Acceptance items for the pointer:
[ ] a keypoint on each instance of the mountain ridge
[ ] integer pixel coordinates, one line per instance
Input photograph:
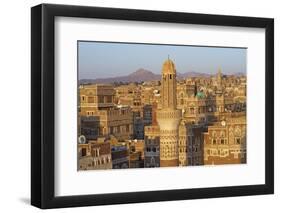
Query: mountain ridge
(141, 75)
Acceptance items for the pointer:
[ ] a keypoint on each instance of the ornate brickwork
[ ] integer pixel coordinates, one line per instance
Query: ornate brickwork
(168, 117)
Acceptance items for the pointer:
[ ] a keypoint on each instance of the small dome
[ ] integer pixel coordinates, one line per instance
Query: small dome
(200, 95)
(168, 67)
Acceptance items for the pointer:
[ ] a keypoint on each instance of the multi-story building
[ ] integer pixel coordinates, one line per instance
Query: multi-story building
(168, 116)
(225, 142)
(94, 155)
(152, 146)
(97, 108)
(120, 156)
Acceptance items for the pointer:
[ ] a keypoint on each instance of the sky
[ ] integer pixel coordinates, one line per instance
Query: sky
(108, 59)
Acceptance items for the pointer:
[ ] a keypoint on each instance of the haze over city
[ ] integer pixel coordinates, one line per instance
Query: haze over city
(108, 59)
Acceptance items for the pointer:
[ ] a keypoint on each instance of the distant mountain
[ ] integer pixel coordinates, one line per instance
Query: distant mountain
(137, 76)
(141, 75)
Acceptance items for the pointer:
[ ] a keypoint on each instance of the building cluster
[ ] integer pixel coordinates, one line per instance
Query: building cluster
(172, 122)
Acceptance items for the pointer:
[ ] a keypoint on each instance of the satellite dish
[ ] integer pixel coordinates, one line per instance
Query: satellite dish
(82, 139)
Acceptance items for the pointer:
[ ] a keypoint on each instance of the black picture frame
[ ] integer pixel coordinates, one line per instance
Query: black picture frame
(43, 105)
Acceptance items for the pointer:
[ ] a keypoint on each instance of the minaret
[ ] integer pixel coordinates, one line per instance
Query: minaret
(168, 116)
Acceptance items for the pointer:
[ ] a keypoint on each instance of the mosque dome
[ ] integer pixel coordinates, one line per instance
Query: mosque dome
(200, 95)
(168, 67)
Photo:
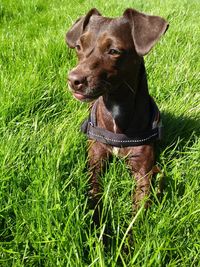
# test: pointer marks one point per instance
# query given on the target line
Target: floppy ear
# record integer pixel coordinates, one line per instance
(77, 29)
(146, 30)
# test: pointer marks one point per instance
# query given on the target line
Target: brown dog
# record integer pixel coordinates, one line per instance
(124, 119)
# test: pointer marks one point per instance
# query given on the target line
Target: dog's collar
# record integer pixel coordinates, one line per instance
(90, 128)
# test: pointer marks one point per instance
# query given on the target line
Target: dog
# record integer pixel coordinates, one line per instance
(124, 119)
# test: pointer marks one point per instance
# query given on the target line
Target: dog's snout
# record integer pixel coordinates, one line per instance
(76, 81)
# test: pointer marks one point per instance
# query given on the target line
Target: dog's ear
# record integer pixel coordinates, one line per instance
(77, 29)
(146, 30)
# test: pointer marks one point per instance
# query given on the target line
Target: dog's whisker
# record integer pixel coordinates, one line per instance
(130, 87)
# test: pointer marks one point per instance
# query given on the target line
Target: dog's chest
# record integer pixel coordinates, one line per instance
(115, 150)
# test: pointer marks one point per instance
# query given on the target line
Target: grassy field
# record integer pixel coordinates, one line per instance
(44, 215)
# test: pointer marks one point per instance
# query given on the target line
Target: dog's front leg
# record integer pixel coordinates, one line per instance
(98, 154)
(141, 165)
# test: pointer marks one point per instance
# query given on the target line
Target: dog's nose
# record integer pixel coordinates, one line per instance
(76, 81)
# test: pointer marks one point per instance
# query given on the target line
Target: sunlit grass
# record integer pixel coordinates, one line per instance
(45, 218)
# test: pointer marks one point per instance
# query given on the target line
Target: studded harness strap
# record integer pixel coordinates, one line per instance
(90, 128)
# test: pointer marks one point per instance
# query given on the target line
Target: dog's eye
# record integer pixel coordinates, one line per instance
(114, 52)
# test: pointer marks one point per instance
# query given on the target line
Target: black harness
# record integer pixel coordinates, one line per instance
(90, 128)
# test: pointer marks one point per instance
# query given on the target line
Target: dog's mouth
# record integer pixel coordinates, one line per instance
(81, 96)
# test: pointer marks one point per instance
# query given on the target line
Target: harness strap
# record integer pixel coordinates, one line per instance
(90, 128)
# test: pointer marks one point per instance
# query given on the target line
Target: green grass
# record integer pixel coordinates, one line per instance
(44, 214)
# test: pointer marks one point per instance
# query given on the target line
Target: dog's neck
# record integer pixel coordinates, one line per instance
(130, 105)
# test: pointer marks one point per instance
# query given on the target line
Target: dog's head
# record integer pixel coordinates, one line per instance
(110, 50)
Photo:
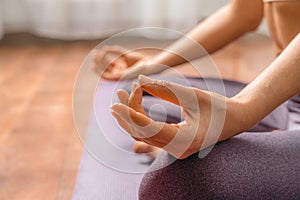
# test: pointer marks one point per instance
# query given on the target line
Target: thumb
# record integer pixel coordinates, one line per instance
(172, 92)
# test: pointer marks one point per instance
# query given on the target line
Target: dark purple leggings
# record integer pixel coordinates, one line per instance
(258, 164)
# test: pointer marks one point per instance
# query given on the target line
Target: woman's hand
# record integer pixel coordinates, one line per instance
(135, 103)
(208, 118)
(115, 63)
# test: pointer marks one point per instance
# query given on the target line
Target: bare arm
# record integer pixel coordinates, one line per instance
(228, 116)
(221, 28)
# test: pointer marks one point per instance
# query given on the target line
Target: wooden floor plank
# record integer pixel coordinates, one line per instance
(39, 146)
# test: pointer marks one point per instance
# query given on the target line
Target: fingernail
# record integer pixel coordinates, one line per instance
(144, 79)
(114, 106)
(133, 86)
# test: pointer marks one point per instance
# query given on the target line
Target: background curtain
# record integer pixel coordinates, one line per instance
(89, 19)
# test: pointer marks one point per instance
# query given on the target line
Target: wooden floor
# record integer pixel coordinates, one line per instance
(39, 147)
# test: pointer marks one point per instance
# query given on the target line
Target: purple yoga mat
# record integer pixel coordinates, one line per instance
(108, 169)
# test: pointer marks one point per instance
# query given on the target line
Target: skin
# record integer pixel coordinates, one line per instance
(279, 82)
(221, 28)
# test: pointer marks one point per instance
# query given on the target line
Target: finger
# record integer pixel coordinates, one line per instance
(172, 92)
(123, 96)
(133, 86)
(152, 151)
(156, 131)
(111, 76)
(123, 123)
(135, 99)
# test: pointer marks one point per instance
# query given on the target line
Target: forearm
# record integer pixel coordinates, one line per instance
(279, 82)
(221, 28)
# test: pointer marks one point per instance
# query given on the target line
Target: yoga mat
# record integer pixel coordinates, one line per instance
(108, 169)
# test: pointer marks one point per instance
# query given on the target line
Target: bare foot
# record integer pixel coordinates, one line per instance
(151, 151)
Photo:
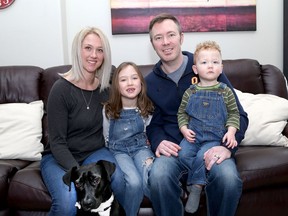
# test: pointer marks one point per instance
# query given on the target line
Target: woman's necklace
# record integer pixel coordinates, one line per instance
(87, 104)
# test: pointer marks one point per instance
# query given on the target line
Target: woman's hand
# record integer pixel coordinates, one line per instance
(167, 148)
(216, 154)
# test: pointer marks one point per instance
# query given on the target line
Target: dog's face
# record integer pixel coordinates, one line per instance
(92, 183)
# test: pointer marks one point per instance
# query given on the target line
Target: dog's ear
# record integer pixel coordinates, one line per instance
(69, 176)
(109, 167)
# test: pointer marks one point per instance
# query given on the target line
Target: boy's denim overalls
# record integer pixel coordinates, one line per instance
(208, 116)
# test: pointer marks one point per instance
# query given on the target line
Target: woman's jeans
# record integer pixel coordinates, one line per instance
(63, 200)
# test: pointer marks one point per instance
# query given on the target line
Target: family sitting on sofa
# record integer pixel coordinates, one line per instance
(75, 121)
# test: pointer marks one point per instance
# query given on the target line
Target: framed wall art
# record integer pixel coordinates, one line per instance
(133, 16)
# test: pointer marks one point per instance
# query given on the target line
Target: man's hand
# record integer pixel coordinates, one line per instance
(167, 148)
(216, 154)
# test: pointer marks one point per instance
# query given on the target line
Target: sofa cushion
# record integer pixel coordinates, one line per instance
(27, 190)
(21, 130)
(262, 166)
(267, 118)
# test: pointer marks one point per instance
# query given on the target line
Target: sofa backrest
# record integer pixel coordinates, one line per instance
(248, 75)
(19, 84)
(24, 84)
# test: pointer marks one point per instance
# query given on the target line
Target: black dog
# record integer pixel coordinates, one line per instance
(94, 194)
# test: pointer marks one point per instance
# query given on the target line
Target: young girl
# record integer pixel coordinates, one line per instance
(125, 117)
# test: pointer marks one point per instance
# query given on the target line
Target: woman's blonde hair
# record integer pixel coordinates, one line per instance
(104, 72)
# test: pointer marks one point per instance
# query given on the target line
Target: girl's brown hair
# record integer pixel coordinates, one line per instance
(114, 105)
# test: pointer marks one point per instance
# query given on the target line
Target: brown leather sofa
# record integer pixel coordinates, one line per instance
(264, 169)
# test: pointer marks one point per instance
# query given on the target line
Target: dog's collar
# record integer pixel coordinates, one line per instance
(104, 208)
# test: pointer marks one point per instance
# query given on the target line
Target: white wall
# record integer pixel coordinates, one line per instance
(40, 32)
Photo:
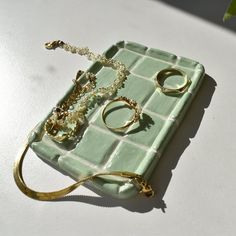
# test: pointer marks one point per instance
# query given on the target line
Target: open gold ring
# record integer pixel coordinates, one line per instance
(164, 74)
(131, 105)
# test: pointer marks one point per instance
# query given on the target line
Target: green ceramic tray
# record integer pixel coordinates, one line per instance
(99, 149)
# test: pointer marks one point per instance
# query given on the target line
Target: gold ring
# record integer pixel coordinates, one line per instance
(163, 74)
(131, 105)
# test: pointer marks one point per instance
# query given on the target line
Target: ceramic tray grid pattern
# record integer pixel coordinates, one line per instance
(138, 151)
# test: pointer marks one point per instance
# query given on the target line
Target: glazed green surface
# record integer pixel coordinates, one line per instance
(139, 149)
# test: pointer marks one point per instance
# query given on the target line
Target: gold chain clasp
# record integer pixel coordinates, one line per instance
(54, 44)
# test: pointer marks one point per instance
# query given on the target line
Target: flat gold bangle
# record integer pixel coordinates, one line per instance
(141, 184)
(131, 105)
(163, 74)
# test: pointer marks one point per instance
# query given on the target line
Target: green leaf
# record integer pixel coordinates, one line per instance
(231, 11)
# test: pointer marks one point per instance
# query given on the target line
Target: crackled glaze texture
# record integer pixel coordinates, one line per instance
(99, 149)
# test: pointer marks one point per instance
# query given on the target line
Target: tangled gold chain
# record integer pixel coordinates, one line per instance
(67, 118)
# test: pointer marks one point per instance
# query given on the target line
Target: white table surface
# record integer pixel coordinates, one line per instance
(195, 180)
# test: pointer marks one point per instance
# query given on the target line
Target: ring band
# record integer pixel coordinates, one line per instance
(163, 74)
(131, 105)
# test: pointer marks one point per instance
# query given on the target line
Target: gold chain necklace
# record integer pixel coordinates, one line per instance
(64, 122)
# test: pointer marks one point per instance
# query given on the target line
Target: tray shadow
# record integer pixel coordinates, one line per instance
(162, 175)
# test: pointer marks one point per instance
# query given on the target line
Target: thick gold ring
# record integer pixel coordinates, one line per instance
(163, 74)
(131, 105)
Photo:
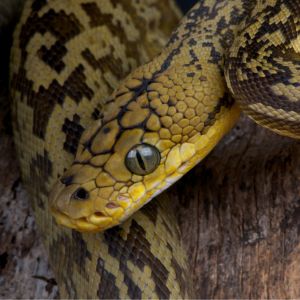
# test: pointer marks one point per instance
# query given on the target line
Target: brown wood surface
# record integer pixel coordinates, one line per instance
(240, 217)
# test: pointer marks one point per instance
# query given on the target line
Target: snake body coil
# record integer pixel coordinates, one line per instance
(159, 122)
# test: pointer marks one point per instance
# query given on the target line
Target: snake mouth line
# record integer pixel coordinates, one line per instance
(94, 223)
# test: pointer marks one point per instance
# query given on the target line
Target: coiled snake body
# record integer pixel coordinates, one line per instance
(68, 56)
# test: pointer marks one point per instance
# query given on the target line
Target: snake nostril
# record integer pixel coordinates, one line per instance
(98, 214)
(81, 194)
(66, 180)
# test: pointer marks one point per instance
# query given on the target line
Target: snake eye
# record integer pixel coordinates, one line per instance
(81, 194)
(142, 159)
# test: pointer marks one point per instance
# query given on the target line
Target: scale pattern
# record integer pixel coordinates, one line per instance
(67, 57)
(67, 60)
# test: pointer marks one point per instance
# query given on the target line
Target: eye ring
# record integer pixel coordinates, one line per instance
(80, 194)
(142, 159)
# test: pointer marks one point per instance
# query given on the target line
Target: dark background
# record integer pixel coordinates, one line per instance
(185, 5)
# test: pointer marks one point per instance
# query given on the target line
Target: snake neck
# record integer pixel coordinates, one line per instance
(262, 67)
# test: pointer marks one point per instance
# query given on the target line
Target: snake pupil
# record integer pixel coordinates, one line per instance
(140, 160)
(66, 180)
(81, 194)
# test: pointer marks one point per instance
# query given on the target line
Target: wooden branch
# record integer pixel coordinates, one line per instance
(240, 216)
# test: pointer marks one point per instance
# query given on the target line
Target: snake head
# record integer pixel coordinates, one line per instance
(148, 137)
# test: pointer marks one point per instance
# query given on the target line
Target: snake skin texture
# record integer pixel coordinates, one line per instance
(262, 68)
(67, 66)
(58, 81)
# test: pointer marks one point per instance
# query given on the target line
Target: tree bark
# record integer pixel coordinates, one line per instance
(240, 216)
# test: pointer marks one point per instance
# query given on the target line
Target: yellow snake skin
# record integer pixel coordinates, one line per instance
(69, 56)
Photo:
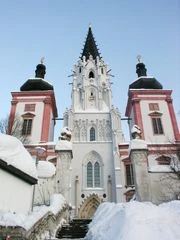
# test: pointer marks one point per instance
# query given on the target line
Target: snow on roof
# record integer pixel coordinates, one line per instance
(137, 144)
(63, 145)
(13, 153)
(26, 221)
(45, 169)
(136, 220)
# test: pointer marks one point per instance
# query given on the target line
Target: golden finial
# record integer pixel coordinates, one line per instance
(139, 58)
(42, 60)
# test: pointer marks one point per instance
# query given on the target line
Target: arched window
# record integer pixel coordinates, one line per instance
(89, 175)
(92, 134)
(93, 170)
(96, 174)
(91, 75)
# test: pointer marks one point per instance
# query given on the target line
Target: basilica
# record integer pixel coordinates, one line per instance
(101, 166)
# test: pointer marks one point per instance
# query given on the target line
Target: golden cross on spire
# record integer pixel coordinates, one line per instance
(139, 57)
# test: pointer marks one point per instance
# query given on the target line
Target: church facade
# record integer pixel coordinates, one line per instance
(96, 132)
(100, 167)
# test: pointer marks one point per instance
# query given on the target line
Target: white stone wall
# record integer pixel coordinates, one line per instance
(43, 190)
(165, 119)
(37, 120)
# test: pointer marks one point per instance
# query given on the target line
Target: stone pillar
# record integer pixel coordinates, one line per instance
(109, 188)
(77, 191)
(138, 157)
(63, 168)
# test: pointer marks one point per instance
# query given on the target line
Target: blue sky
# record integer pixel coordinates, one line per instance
(57, 30)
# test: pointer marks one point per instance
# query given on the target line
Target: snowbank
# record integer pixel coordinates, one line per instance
(45, 169)
(135, 221)
(28, 220)
(13, 153)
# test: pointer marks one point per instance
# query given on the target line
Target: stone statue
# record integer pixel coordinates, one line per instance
(136, 132)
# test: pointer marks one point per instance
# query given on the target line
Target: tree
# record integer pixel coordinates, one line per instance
(16, 129)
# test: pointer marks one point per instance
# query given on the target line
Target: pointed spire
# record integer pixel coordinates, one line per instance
(90, 47)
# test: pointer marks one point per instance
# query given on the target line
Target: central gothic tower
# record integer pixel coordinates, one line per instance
(96, 133)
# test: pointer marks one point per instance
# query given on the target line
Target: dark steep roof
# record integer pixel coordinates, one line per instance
(143, 81)
(90, 47)
(38, 83)
(146, 83)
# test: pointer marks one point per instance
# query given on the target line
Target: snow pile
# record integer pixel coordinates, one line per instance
(13, 153)
(45, 169)
(136, 220)
(28, 220)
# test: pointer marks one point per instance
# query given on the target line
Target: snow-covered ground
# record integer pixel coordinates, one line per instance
(136, 221)
(26, 221)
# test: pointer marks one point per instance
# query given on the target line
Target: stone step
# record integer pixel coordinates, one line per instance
(77, 228)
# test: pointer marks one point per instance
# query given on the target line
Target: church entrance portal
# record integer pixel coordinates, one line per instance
(89, 206)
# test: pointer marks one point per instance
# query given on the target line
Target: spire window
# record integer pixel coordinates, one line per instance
(89, 175)
(96, 174)
(157, 125)
(27, 127)
(93, 175)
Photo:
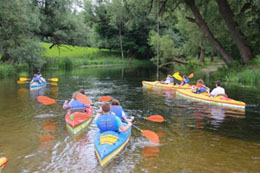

Exercise directions:
Output, exactly as written, only the lines from the beginning of the listing through the line containing "[ ] a keypoint on each instance of the haze", both included, and no pictures.

Task solution:
Acceptance items for the pointer:
[ ] a keypoint on each instance of the mountain ridge
[ ] integer pixel coordinates, one line per instance
Input photograph:
Query: mountain ridge
(141, 75)
Acceptance items for the pointer:
[ ] a keypoint on each instance of the ornate brickwork
[ ] integer pixel coordinates, one line per instance
Query: ornate brickwork
(168, 117)
Acceptance items for the pointer:
[ ] a keypoint on each instance of the small dome
[ ] integer pixel coordinates, one line per instance
Query: small dome
(200, 95)
(168, 67)
Acceptance items for the pointer:
[ ] a keypoint on each instance of the multi-story building
[ ] integer pixel coordinates, one line per instance
Query: multi-story building
(168, 116)
(225, 142)
(94, 155)
(152, 146)
(97, 108)
(120, 156)
Acceptance items for the pointer:
[ ] a keypoint on each instance of the sky
[ ] integer pixel coordinates, one line per instance
Query: sky
(108, 59)
Acceptance items for the pointer:
[ ] a keypoint on each instance of the haze over city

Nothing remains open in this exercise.